'''
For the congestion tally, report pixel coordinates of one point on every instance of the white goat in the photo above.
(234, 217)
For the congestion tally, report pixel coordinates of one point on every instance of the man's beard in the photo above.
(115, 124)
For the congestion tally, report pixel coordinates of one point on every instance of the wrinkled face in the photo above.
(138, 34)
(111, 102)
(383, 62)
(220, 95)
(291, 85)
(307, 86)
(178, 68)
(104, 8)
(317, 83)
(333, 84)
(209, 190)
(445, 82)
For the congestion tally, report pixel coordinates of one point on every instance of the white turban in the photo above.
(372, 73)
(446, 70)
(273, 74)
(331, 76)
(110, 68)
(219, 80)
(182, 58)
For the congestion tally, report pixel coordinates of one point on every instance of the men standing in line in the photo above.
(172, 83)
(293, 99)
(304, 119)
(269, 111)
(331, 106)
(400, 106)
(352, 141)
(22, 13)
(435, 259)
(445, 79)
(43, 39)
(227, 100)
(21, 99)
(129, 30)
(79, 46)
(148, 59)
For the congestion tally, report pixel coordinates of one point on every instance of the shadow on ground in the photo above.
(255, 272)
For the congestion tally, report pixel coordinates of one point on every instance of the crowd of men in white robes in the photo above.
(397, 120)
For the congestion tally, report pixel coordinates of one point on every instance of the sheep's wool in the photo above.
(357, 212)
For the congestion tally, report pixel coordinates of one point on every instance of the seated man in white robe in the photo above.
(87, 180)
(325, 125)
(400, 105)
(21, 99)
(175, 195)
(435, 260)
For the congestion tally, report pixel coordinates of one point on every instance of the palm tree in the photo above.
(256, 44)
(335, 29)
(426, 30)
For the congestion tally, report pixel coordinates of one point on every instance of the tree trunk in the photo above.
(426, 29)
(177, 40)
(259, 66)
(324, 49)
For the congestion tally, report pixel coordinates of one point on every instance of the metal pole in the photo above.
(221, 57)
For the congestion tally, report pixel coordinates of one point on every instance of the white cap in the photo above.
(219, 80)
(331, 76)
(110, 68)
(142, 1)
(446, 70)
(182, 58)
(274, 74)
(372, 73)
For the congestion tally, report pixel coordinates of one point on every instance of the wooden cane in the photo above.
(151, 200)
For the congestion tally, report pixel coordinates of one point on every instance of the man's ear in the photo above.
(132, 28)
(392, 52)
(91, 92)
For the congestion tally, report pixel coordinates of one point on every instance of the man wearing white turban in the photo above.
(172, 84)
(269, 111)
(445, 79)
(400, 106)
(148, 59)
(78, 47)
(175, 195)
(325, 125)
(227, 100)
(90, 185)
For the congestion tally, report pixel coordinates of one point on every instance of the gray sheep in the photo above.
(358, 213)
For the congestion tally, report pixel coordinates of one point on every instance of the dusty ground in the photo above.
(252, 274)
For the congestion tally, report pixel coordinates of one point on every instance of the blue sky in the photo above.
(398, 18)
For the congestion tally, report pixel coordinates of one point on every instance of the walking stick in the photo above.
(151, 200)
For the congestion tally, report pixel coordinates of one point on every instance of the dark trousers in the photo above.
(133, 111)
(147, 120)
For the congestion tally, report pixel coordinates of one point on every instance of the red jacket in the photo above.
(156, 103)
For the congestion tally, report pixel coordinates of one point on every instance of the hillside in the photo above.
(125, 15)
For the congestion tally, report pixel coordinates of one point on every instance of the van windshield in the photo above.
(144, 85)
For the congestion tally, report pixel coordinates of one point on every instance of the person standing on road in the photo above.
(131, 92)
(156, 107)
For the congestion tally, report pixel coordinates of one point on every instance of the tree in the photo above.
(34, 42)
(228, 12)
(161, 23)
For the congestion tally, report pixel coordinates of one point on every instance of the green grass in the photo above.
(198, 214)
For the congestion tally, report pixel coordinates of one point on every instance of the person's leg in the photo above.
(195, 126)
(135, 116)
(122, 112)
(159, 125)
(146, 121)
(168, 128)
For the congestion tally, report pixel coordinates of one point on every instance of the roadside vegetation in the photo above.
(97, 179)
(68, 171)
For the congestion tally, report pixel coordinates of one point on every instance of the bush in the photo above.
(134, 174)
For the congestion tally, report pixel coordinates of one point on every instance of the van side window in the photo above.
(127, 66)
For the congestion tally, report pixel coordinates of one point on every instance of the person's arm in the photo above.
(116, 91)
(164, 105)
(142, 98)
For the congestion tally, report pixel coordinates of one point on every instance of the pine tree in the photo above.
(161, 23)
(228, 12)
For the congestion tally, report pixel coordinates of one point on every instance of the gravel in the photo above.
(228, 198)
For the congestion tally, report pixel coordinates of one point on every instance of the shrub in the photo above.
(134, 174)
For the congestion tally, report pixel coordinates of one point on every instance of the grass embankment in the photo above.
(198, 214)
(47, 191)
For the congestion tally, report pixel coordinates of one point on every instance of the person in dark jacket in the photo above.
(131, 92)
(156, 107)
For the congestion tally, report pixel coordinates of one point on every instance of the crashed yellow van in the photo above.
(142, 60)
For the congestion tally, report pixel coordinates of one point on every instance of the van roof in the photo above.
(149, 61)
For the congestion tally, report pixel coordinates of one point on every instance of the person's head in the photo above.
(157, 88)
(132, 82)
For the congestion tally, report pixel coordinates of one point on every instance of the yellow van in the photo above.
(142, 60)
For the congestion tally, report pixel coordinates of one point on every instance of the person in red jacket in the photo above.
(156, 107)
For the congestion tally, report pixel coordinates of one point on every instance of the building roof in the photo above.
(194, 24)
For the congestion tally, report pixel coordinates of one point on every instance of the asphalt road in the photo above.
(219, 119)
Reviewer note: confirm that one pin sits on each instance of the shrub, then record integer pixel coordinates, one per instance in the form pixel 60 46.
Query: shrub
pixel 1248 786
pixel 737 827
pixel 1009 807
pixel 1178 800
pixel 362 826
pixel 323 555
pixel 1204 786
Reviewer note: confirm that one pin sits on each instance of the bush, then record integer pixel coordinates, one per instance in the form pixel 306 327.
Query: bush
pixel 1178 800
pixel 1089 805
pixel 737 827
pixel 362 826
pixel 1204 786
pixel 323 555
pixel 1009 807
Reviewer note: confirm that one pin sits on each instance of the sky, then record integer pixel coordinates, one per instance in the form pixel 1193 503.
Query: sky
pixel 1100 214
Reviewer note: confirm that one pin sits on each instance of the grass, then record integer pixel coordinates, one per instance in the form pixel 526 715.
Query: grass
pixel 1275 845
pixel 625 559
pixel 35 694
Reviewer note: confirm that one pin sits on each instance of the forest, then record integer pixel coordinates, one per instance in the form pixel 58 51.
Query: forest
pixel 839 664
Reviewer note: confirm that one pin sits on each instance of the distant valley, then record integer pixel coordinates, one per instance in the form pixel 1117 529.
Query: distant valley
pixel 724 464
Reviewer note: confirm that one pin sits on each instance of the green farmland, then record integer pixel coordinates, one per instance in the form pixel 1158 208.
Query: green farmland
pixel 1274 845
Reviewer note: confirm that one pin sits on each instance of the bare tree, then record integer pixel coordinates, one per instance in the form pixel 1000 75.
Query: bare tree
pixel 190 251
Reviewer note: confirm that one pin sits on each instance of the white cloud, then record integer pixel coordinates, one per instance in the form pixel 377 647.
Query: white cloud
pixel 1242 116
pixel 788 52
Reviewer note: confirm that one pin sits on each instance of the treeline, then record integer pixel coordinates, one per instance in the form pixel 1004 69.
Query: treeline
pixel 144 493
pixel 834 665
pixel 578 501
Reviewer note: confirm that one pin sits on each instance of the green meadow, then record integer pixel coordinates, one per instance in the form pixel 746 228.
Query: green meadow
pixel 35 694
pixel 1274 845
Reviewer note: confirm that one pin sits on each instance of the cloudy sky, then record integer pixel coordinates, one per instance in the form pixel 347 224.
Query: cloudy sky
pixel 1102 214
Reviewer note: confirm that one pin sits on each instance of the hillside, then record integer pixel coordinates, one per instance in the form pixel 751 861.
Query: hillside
'''
(REQUIRED ACTION):
Retype the line containing "Query: treeline" and all the lines after it, ending with the final line of the material, exactly.

(WRITTEN ANSWER):
Query: treeline
pixel 144 493
pixel 834 665
pixel 578 501
Reviewer note: confirm that one pin sits on each instance of the green meadow, then record integer pixel coordinates, one per instance in the form pixel 746 228.
Query: green meadow
pixel 35 694
pixel 1274 845
Reviewer note: confirm that one pin sits on each instance of the cloudy sky, then record integer pixel coordinates, one per instance in the form pixel 347 224.
Query: cloudy sky
pixel 1102 214
Reviewer note: confirm that one pin sits on each instance of the hillside, then record integer pixel coordinates, one per instance in the form pixel 751 861.
Query: hillside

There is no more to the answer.